AIM OF THE TASK:
Output every line of the data exactly as it appears.

RECORDS SUPPLIED:
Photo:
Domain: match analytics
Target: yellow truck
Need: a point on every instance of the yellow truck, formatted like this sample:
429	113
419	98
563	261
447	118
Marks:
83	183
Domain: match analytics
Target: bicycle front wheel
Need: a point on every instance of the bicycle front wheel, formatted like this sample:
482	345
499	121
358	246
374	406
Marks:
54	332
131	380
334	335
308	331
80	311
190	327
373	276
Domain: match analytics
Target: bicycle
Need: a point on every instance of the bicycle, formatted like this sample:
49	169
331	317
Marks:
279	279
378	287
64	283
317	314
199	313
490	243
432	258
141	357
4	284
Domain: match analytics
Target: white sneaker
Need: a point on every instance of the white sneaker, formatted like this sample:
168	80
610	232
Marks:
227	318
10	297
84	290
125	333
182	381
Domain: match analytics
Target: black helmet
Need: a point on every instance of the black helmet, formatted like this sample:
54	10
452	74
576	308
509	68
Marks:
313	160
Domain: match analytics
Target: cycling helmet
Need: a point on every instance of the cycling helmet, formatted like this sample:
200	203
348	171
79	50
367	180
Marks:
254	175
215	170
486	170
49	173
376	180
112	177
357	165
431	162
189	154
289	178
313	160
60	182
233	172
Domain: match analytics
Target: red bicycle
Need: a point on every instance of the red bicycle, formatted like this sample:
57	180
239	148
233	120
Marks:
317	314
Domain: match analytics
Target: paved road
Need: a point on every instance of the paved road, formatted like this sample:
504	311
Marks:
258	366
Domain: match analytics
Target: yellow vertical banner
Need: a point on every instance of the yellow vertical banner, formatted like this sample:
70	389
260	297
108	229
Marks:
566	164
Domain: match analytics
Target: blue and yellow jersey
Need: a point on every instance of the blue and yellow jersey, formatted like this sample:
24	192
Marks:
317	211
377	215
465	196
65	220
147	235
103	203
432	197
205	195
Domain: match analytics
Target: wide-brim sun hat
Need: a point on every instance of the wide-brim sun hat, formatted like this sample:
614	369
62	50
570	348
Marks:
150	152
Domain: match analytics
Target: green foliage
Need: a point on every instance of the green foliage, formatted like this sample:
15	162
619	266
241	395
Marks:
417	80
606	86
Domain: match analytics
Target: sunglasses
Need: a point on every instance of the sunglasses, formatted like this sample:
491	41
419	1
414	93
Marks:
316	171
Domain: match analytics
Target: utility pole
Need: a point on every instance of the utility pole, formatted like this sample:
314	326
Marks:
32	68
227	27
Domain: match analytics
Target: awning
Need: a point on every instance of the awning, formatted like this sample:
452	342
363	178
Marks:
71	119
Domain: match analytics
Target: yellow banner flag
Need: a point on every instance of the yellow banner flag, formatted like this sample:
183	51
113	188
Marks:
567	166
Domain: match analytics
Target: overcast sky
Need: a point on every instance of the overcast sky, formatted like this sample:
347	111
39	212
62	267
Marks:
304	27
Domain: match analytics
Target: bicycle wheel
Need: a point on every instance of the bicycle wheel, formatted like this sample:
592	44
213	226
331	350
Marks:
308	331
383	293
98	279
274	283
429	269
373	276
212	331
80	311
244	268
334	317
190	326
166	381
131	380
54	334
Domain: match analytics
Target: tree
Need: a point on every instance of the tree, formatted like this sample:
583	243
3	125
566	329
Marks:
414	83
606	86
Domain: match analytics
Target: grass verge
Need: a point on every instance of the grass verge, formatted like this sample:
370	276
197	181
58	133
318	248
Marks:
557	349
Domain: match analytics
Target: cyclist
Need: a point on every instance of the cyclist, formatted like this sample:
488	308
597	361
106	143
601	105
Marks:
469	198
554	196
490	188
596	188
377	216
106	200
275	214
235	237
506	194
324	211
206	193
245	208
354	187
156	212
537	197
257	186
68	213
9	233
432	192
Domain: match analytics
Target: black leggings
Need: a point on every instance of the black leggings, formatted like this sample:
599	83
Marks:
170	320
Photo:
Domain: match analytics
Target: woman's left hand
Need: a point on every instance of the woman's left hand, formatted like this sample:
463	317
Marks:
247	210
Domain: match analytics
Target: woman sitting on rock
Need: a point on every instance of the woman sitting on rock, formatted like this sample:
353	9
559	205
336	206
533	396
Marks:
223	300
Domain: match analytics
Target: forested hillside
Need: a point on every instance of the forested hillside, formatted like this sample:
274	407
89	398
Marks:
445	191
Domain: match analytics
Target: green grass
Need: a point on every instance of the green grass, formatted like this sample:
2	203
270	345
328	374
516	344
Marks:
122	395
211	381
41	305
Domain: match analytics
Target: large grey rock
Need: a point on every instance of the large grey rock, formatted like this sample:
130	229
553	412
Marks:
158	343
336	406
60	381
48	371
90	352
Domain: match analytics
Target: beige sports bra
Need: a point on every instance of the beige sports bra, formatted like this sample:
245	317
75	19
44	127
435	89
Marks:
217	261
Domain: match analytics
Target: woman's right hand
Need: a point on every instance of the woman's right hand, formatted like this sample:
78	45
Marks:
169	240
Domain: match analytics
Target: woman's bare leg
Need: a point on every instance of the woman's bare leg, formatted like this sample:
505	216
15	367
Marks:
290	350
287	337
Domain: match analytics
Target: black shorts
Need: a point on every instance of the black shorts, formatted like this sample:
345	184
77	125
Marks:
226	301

FULL RESPONSE:
Photo:
Domain: match analytics
Target: yellow truck
Need: a point on every instance of the yellow truck, formatted like this sample:
429	113
419	98
563	261
447	118
Marks:
83	183
Domain: match analytics
Target: bicycle front wheel
Need: a point on every instance of the bicycle front wheel, formatted like this sample:
482	345
499	121
358	246
374	406
Marks:
54	332
131	380
334	335
308	331
80	311
190	327
373	276
Domain: match analytics
Target: bicycle
Need: a point on every instance of the bicycle, formatted like this sample:
49	169
331	317
Marks:
279	279
378	287
64	283
317	314
199	313
490	243
432	258
141	357
4	284
Domain: match analytics
Target: white sneaker
Need: a point on every instance of the white sneaker, formatted like this sample:
168	80
610	232
Marks:
227	318
10	297
84	290
125	333
182	381
Domain: match analytics
Target: black helmet
Need: a point on every instance of the black helmet, formatted like this sample:
54	10
452	74
576	308
509	68
Marks:
313	160
Domain: match analytics
Target: cycling helmet
Need: a point on every instance of the cycling helmet, formatted like this sample:
200	203
348	171
79	50
367	180
Marks:
254	175
215	170
486	170
49	173
376	180
112	177
357	165
431	162
189	154
289	178
313	160
60	182
233	172
Domain: match analytics
Target: red bicycle
Need: a point on every instance of the red bicycle, formatted like this sample:
57	180
239	148
233	120
Marks:
317	314
Domain: match analytics
Target: paved road
Need: a point on every instance of the paved road, formatted like this sample:
504	311
Marks:
258	366
Domain: match analytics
Target: yellow vertical banner
Need: a point on every instance of the yellow vertical banner, formatted like this sample:
70	389
260	297
108	229
Marks:
566	164
Domain: match analytics
Target: blue and yellow jersey
Need: a point on every instance of the blue and yellow jersey, formatted like this sample:
24	192
Marks:
317	211
377	215
465	196
65	220
147	235
103	203
432	197
205	195
Domain: match analytics
Target: wide-brim sun hat
Need: a point on every instance of the wide-brim sun hat, formatted like this sample:
614	369
62	50
570	348
Marks:
150	152
Domain: match analytics
Target: green foliage
Need: a point on every instance of the green foliage, formatted like this sample:
15	162
619	266
241	395
Marks:
417	80
606	86
Domain: match analytics
Target: sunglasses
Need: a point on every instance of the sunglasses, formatted like this sample:
491	41
419	1
414	93
Marks:
316	171
Domain: match analytics
Target: utility pole
Need: a point on every instance of the utility pole, formatted like this sample:
314	326
Marks:
32	68
227	27
Domain: match analytics
Target: awning
Need: a point on every instance of the awning, formatted like this sample:
452	342
363	178
Marks:
71	119
Domain: match analytics
Target: yellow banner flag
Need: a point on every instance of the yellow banner flag, formatted like this sample:
183	51
113	188
Marks:
567	166
Domain: match analytics
Target: overcast sky
Need: a point on every instance of the overcast sky, formatted like this sample:
347	111
39	212
62	267
Marks:
304	27
Domain: match analytics
Target: bicycle wheel
Need: a point on every instance of the bicycle wheel, formatted like this sample:
592	44
213	226
331	350
Marks:
308	331
383	293
98	279
274	283
429	269
373	276
212	331
80	311
244	268
334	317
190	326
166	381
131	380
54	334
Domain: match analytics
Target: tree
Need: a point on every instance of the tree, formatted like this sample:
583	243
3	125
566	329
Marks:
414	83
606	86
Domain: match analytics
Target: grass verge
Need: a point on every instance of the grass verge, formatted like this sample:
370	276
197	181
58	133
318	248
Marks:
557	349
Domain: match analytics
Target: cyclist
Need: a point on every instance of the cyclist, formatted like this sample:
488	308
597	361
106	143
601	105
Marks:
469	198
554	196
490	188
596	188
377	216
106	200
275	214
235	237
506	194
324	211
206	193
245	208
354	187
156	212
537	197
257	186
68	213
9	233
432	192
Domain: match analytics
Target: black leggings
Need: a point on every instance of the black leggings, formatted like this sample:
599	83
Marks:
170	320
Photo:
Domain: match analytics
Target: woman's left hand
Need: a point on every instance of the woman's left hand, formatted like this sample:
463	317
Marks:
247	210
Domain: match analytics
Target: woman sitting on rock
Need: a point on every instance of the woman sitting on rock, formatted like this sample:
353	9
559	205
336	206
533	396
Marks:
223	300
Domain: match analytics
Target: forested hillside
Need: a point on every instance of the forested hillside, formatted like this sample:
274	407
89	398
Marks:
445	191
Domain: match analytics
Target: green grass
Need: a point on every instance of the green grass, formatted like this sample:
2	203
270	345
328	374
516	344
Marks:
122	395
211	381
41	305
Domain: match analytics
Target: large grey rock
Need: a point on every instance of the large grey rock, formatted like this sample:
130	229
553	412
Marks:
158	343
336	406
60	381
48	371
90	352
Domain: match analytics
Target: beige sports bra
Need: a point on every instance of the beige sports bra, formatted like this sample:
245	317
75	19
44	127
435	89
Marks:
217	261
Domain: match analytics
Target: woman's right hand
Need: a point on every instance of the woman's right hand, formatted like this sample:
78	45
Marks:
169	240
Domain: match analytics
Target: woman's bare leg
Need: a point on every instance of the woman's bare leg, formatted like this sample:
505	216
15	367
Marks:
290	350
287	337
Domain: match analytics
Target: black shorts
Need: a point on every instance of the black shorts, formatted like this sample:
345	184
77	125
Marks:
226	301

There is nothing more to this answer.